Exercício proposto 1 ▸ Liste todas as linhas dos registros que contêm a palavra "green", diferenciando maiúsculas de minúsculas.

Texto fornecido ▸
>>
LIVROS E BICHOS

Este é o blog da Tércia Montenegro, dedicado preferencialmente a livros e bichos - mas o internauta munido de paciência também encontrará outros assuntos.

segunda-feira, 26 de dezembro de 2011

Nabokov & Pirandello

Trecho d'O olho, de Nabokov, que me lembra irresistivelmente Um, nenhum, cem mil, do Pirandello:
"Porque eu não existo. Existem apenas os milhares de espelhos que me refletem. Qualquer relacionamento que eu estabeleça, a população de fantasmas que parecem comigo aumenta. Em algum lugar eles vivem, em algum lugar se multiplicam.(...) Os dois meninos, aqueles meus alunos, envelhecerão e uma ou outra imagem de mim viverá dentro deles como um tenaz parasita. E então virá o dia em que a úlitima pessoa que se lembre de mim morrerá. Um feto invertido, minha imagem também murchará e morrerá dentro da última testemunha do crime que eu cometi pelo mero fato de viver. Talvez uma anedota qualquer a meu respeito, uma simples anedota em que eu figure, passará dele para seu filho ou neto e então meu nome e meu fantasma aparecerão transitoriamente aqui e ali por algum tempo ainda. Depois virá o fim."

quarta-feira, 21 de dezembro de 2011

Contra o senso comum

Amigos, confiram minha crônica publicada hoje na coluna Opinião, do jornal O Povo. Está disponível também em http://www.opovo.com.br/app/opovo/opiniao/2011/12/21/noticiaopiniaojornal,2361144/contra-o-senso-comum.shtml

CONTRA O SENSO COMUM

            As férias chegaram! Como sempre, antecipadamente separei a pilha de livros que mais cobiço para esse momento. Desta vez, no topo está Nabokov, com O olho, numa edição recém-lançada. Meses atrás eu tinha me deliciado com A verdadeira vida de Sebastian Knight, e agora quero repetir o escritor. Nabokov, aliás, além de ficcionista foi professor, e o livro Aulas de literatura é uma obra compilada por anotações que ele preparou para seus alunos. Nunca esquecerei as ótimas reflexões que daí tirei – principalmente porque elas não traziam o velho ranço orientacional. Ao contrário, o autor russo sabia que, em matéria de arte, o recomendável ou o óbvio nunca é o mais interessante. O tal senso comum, que aprova uma tendência em determinado local, muitas vezes revela uma esterilidade, um conformismo que rejeita desafios. Assim acontece com toda visão estreita, que tende a negar o diferente – conforme diz Nabokov: “A cor do credo, da gravata, dos olhos, dos pensamentos, dos costumes ou da língua de cada um tropeçará irremediavelmente em algum lugar do espaço ou do tempo com a objeção fatal de uma multidão que detesta essa tonalidade particular”.
<<
Exercício proposto 2 ▸ Resuma o texto acima em duas frases.

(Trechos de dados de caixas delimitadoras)
>>
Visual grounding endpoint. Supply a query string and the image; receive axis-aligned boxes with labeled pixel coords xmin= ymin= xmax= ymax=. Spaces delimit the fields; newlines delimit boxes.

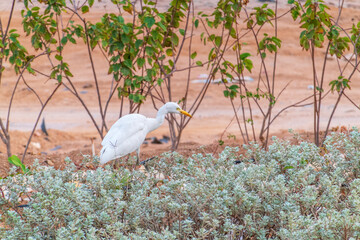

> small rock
xmin=50 ymin=145 xmax=62 ymax=151
xmin=45 ymin=160 xmax=55 ymax=167
xmin=31 ymin=142 xmax=41 ymax=149
xmin=83 ymin=83 xmax=93 ymax=88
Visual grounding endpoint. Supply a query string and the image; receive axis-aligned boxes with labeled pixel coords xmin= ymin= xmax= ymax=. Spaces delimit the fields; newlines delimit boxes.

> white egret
xmin=100 ymin=102 xmax=192 ymax=165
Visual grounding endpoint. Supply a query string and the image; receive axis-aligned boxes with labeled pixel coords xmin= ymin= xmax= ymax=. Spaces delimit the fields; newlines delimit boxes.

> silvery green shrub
xmin=0 ymin=129 xmax=360 ymax=239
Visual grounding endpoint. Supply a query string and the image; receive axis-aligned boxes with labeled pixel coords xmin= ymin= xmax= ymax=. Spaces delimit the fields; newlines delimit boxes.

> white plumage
xmin=100 ymin=102 xmax=191 ymax=164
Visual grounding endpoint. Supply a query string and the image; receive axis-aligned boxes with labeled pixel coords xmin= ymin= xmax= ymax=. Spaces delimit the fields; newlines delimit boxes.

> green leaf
xmin=55 ymin=54 xmax=63 ymax=61
xmin=144 ymin=17 xmax=155 ymax=28
xmin=190 ymin=52 xmax=197 ymax=59
xmin=166 ymin=48 xmax=174 ymax=57
xmin=194 ymin=19 xmax=199 ymax=28
xmin=64 ymin=70 xmax=74 ymax=77
xmin=215 ymin=36 xmax=222 ymax=47
xmin=81 ymin=5 xmax=89 ymax=13
xmin=240 ymin=53 xmax=251 ymax=60
xmin=8 ymin=155 xmax=23 ymax=167
xmin=145 ymin=46 xmax=154 ymax=57
xmin=136 ymin=58 xmax=145 ymax=68
xmin=135 ymin=39 xmax=144 ymax=49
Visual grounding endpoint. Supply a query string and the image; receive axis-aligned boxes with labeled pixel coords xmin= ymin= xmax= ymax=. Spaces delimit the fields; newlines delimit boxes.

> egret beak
xmin=179 ymin=109 xmax=192 ymax=117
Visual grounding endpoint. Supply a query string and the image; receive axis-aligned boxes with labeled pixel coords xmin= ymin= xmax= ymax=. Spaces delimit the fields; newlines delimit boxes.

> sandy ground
xmin=0 ymin=0 xmax=360 ymax=175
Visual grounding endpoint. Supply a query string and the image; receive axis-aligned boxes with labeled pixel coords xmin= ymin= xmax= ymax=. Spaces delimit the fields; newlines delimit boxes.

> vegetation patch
xmin=0 ymin=129 xmax=360 ymax=239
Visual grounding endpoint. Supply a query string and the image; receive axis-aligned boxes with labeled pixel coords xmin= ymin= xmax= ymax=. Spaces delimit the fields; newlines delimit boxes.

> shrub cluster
xmin=0 ymin=129 xmax=360 ymax=239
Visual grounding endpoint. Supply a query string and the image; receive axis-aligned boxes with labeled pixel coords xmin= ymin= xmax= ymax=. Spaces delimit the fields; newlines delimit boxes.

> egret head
xmin=165 ymin=102 xmax=192 ymax=117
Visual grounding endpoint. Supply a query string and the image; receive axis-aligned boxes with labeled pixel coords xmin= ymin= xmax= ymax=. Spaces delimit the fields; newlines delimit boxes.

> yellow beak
xmin=179 ymin=109 xmax=192 ymax=117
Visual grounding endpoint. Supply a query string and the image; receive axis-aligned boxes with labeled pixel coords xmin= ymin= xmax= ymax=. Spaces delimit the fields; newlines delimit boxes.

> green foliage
xmin=0 ymin=129 xmax=360 ymax=239
xmin=0 ymin=29 xmax=29 ymax=74
xmin=329 ymin=76 xmax=351 ymax=92
xmin=292 ymin=0 xmax=332 ymax=50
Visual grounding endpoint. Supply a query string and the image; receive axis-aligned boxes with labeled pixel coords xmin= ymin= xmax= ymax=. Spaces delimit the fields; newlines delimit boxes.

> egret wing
xmin=100 ymin=114 xmax=147 ymax=164
xmin=101 ymin=114 xmax=146 ymax=146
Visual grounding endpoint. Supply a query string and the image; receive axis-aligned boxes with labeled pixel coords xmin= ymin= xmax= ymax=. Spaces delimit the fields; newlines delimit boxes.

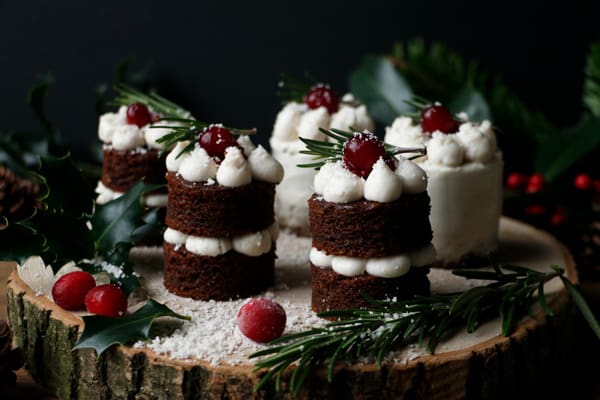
<<
Resposta redigida 1 ▸
> silvery green shrub
> green leaf
> green foliage

Resposta redigida 2 ▸ No blog de Tércia Montenegro, dedicado sobretudo a livros e bichos, uma postagem de 26 de dezembro de 2011 reproduz um trecho de O olho, de Nabokov, que lembra Um, nenhum, cem mil, de Pirandello. Outra postagem, de 21 de dezembro de 2011, divulga a crônica "Contra o senso comum", publicada no jornal O Povo, que põe O olho no topo da pilha de leituras das férias e elogia Aulas de literatura, de Nabokov, pela ideia de que, em arte, o recomendável ou o óbvio nunca é o mais interessante.